═══ EXCERPTED DATA

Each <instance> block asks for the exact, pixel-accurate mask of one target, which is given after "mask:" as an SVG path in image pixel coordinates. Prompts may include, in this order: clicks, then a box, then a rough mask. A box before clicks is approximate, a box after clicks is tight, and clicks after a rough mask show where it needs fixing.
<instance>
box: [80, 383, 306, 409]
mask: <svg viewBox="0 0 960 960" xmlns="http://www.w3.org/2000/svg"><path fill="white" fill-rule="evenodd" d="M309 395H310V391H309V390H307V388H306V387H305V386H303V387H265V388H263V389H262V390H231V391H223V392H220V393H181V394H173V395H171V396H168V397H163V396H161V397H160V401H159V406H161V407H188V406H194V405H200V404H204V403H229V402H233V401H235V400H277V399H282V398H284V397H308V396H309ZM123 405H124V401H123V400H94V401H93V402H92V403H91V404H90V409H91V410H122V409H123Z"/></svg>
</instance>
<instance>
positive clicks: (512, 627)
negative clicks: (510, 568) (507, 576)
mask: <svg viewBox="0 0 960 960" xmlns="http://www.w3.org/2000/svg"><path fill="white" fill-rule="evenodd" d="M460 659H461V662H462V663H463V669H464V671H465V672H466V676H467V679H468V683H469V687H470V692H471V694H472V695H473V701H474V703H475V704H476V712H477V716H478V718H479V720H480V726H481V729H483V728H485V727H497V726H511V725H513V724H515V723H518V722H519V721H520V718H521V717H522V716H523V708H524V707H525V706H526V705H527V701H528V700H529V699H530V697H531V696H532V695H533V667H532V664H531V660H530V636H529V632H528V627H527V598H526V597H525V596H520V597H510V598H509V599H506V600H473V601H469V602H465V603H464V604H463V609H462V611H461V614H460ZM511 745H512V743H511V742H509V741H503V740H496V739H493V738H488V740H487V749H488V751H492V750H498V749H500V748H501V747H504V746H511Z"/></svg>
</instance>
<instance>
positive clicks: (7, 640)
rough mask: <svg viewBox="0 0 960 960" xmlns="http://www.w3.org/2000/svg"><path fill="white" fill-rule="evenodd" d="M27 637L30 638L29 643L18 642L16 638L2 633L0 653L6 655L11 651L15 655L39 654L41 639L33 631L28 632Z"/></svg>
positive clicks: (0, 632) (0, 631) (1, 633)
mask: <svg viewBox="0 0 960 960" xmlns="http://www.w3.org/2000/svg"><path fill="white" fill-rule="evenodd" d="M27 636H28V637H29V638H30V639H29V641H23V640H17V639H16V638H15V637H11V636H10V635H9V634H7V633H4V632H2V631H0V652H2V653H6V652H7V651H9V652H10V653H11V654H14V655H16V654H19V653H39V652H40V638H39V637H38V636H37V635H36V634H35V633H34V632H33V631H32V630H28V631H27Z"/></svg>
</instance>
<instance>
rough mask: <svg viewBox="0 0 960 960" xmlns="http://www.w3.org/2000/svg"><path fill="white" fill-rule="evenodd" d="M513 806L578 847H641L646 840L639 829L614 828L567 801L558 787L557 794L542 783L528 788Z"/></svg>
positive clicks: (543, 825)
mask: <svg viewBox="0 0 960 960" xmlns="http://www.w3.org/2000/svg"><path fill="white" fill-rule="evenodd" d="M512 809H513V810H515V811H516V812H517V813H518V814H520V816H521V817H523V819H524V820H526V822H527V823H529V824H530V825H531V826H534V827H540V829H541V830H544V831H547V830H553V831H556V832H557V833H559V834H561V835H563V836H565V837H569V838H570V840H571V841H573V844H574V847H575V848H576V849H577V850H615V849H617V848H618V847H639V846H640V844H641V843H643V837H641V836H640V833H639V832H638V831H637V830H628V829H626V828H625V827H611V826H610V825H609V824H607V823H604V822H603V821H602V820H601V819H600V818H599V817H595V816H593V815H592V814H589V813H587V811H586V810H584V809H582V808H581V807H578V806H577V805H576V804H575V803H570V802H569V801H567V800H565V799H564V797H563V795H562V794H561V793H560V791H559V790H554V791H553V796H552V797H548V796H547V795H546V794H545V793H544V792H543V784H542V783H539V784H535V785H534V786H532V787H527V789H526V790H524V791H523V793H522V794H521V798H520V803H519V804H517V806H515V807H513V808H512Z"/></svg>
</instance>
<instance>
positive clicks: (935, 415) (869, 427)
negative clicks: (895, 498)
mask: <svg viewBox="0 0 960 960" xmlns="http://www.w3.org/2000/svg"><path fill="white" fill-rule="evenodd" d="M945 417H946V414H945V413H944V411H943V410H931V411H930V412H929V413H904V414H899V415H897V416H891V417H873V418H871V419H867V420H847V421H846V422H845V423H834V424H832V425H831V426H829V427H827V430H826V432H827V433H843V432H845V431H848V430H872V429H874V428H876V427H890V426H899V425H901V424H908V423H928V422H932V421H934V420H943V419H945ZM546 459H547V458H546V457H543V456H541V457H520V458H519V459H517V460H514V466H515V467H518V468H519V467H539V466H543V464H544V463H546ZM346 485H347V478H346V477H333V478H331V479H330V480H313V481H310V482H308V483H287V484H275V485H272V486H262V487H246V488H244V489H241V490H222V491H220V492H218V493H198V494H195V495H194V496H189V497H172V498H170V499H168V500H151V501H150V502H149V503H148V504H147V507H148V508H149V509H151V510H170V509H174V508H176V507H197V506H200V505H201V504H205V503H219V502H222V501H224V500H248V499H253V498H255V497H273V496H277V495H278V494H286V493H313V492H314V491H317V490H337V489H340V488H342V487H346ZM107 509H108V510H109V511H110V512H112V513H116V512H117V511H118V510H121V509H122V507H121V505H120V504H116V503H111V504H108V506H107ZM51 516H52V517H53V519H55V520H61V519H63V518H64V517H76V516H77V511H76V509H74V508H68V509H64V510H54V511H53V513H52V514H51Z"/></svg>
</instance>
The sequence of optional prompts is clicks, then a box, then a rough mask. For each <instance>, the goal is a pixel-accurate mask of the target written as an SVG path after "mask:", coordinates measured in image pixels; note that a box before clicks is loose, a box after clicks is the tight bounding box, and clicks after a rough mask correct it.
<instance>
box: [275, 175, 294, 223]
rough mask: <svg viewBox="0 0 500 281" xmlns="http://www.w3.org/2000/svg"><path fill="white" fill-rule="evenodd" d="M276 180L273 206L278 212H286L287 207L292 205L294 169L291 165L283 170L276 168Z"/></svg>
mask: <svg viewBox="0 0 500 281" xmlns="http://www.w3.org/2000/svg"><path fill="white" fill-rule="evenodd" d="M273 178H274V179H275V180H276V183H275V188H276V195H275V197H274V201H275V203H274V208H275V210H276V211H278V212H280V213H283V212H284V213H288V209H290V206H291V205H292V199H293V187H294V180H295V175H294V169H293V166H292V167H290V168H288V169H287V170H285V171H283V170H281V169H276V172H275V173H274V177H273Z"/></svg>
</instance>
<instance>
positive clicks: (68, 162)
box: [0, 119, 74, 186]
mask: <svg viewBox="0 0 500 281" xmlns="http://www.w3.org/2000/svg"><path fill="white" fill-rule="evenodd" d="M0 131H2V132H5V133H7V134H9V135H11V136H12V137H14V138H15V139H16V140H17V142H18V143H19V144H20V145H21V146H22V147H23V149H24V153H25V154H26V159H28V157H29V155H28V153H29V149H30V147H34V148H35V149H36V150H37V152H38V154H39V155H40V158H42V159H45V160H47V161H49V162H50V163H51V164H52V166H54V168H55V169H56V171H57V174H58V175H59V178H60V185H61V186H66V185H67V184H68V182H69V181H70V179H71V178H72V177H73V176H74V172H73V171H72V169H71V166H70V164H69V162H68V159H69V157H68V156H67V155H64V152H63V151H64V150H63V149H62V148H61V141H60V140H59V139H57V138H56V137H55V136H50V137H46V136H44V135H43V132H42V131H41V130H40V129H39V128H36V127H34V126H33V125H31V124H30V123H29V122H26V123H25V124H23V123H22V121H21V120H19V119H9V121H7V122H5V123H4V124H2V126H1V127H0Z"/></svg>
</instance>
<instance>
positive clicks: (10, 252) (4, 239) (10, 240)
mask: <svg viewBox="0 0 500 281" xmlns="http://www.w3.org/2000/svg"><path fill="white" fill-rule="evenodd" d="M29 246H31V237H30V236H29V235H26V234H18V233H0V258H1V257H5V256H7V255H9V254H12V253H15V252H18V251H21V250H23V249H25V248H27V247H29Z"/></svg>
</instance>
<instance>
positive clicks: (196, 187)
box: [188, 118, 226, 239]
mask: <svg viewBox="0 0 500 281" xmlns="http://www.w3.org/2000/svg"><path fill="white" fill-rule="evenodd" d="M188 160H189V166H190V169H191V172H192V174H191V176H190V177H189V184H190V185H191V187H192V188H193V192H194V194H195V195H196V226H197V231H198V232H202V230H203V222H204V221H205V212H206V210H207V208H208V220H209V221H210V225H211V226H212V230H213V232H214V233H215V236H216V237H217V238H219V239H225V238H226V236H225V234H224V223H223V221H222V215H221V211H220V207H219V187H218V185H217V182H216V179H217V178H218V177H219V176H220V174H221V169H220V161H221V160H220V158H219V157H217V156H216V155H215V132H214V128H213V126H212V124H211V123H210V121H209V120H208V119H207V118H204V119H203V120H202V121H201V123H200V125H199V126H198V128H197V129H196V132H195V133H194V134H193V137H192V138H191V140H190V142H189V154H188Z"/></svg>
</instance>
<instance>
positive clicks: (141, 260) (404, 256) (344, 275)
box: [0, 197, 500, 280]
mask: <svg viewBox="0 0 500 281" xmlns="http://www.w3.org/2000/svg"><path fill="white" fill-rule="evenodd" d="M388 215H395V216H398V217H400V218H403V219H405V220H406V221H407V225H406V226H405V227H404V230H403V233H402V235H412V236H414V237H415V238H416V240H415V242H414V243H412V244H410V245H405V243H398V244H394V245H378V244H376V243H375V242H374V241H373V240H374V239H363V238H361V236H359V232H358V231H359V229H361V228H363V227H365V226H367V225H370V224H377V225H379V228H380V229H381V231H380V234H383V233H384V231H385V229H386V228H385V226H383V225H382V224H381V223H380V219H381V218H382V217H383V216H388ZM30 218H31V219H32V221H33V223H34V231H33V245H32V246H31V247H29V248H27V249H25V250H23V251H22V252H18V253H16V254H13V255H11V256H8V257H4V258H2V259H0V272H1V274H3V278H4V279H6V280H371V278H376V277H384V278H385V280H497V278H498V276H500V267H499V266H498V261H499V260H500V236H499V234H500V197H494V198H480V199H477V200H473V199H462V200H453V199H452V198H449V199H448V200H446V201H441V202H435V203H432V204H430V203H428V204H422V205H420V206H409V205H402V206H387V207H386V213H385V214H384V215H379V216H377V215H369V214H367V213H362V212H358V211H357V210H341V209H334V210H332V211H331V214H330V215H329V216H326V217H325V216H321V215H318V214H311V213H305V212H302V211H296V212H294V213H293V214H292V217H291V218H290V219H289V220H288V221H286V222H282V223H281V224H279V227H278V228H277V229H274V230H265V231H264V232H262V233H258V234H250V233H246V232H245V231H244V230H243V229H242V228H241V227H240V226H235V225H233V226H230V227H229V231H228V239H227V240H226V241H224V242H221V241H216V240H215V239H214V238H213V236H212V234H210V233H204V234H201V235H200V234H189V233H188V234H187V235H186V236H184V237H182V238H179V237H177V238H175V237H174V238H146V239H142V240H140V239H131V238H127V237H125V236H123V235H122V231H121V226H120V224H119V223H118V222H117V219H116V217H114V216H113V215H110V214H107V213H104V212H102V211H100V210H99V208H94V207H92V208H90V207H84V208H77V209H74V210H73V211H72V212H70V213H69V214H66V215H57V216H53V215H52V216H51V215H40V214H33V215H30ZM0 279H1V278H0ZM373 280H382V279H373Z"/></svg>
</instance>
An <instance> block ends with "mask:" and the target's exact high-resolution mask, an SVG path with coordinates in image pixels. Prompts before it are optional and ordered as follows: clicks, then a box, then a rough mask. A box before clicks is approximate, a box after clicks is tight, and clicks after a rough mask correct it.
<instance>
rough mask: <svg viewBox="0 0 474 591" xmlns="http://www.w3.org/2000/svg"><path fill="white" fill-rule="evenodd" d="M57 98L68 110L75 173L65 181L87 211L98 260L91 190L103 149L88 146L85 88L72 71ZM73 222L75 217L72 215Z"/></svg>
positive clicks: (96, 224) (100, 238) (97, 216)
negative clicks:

══════

*TASK TO CARRY OUT:*
Nothing should appear in the answer except the lines from the one with "An <instance> block" through the final line of the records, written exactly.

*YOUR SOLUTION:*
An <instance> block ends with "mask:" and the target's exact high-resolution mask, an SVG path with coordinates in image pixels. Prompts before it are optional and ordered as follows: clicks, then a box, then a rough mask. A box before clicks is approximate, a box after clicks is tight, and clicks after a rough mask correct it.
<instance>
rough mask: <svg viewBox="0 0 474 591" xmlns="http://www.w3.org/2000/svg"><path fill="white" fill-rule="evenodd" d="M57 98L68 110L75 173L65 181L87 211L98 260L91 190L103 149L88 146L85 88L72 71ZM73 222L75 217L72 215Z"/></svg>
positive clicks: (96, 224) (100, 238) (97, 216)
negative clicks:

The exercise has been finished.